=== Trecho fornecido ===

O calor excessivo permitia que a platéia tirasse a camisa
enquanto assistia ao filme.
No meio da projeção costumava-se ouvir: -”Ô Dren, eu quero
mijar! Ou então:-”Bufaram aqui , ta um fedor retado!”. Dren respondia aos
gritos:-“Tapa o nariz, aperta o rabo, porque se eu for lá é pra enrolhar o toba
de um”.
Quando a coisa chegava às raias do insuportável, ele interrompia
a projeção e saia cheirando o cangote de cada cinéfilo. Aos cascudos, o
principal suspeito era expulso do recinto .
Na troca de carretel, a turma podia ir até o terreno baldio no
fundos do prédio pra fazer necessidades fisiológicas. Alguns voltavam com os
pés melados de bosta e aí era que a coisa fedia mesmo.
O Cine Dren tinha sessões à tarde, à noite e quase de madrugada.
Na ultima sessão eram projetados os chamados filmes de putaria. Foram eles que
motivaram uma intimação do delegado de policia ao proprietário da sala.
A queixa foi prestada pelas freiras do Instituto Sagrada
Família, que moravam na vizinhança do cinema. Elas estavam incomodadas com os
chiados indecentes dos atores em cena e com as frases ditas em voz alta pela
platéia.
As mais moderadas eram do tipo: ”vai sacaninha...
Alguns filmes ficavam em cartaz durante semanas. Um exemplo
disso foi “Tarzan: O Rei das Selvas”. De tanto assistir a fita, um garoto
decorou a cena.
O herói estava sendo perseguido por índios bravios quando no
auge da suspense o assistente gritou: “Tarzan ô Tarzan. O personagem dá uma
paradinha, volta a cabeça e, no close hollywoodiano, olha em direção à platéia.
Satisfeito com a atenção dispensada, o rapaz emenda: Não é nada não Tarzan, se
manda porque os índios tão quase te pegando”.
Nessa mesma época o rio de Contas encheu a ponto de cobrir a
ponte próxima ao “Areião do Arara” , na via de acesso a Jequié, cidade onde se
buscava novos filmes. Sem alternativa Dren anunciou no carro de som que
aconteceria a espetacular estréia de “A Volta de Tarzan”.
Não deu outra: casa cheia, filas para a segunda sessão, gente
querendo entrar de qualquer jeito. Descoberta a farsa, as reclamações foram
imediatas e a explicação também: “Vocês entenderam errado, eu queria dizer que
o mesmo filme estava de volta”.

=== Listagem ===

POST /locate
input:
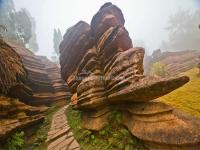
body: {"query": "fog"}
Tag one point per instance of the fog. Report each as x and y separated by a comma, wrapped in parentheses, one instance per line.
(146, 20)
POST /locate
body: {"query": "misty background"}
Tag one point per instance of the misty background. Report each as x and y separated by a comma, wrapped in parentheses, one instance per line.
(170, 25)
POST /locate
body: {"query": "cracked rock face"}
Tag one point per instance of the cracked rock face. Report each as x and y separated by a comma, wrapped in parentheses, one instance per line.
(104, 70)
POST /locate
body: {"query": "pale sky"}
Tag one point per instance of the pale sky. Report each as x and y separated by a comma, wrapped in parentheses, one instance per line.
(144, 19)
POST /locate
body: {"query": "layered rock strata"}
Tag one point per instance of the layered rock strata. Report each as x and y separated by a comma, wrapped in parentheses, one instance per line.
(28, 79)
(42, 83)
(16, 116)
(105, 72)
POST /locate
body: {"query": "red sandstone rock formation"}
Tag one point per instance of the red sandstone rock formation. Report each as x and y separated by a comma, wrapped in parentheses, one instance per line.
(43, 85)
(34, 80)
(105, 72)
(15, 116)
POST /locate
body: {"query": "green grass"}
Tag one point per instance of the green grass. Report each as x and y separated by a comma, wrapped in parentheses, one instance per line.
(37, 140)
(112, 137)
(186, 98)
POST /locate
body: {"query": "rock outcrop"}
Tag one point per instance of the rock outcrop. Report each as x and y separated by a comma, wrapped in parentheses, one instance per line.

===

▶ Enunciado:
Segundo o trecho sobre o Cine Dren, quem prestou a queixa que resultou na intimação do proprietário pelo delegado de polícia?

▶ Resolução:
As freiras do Instituto Sagrada Família, que moravam na vizinhança do cinema.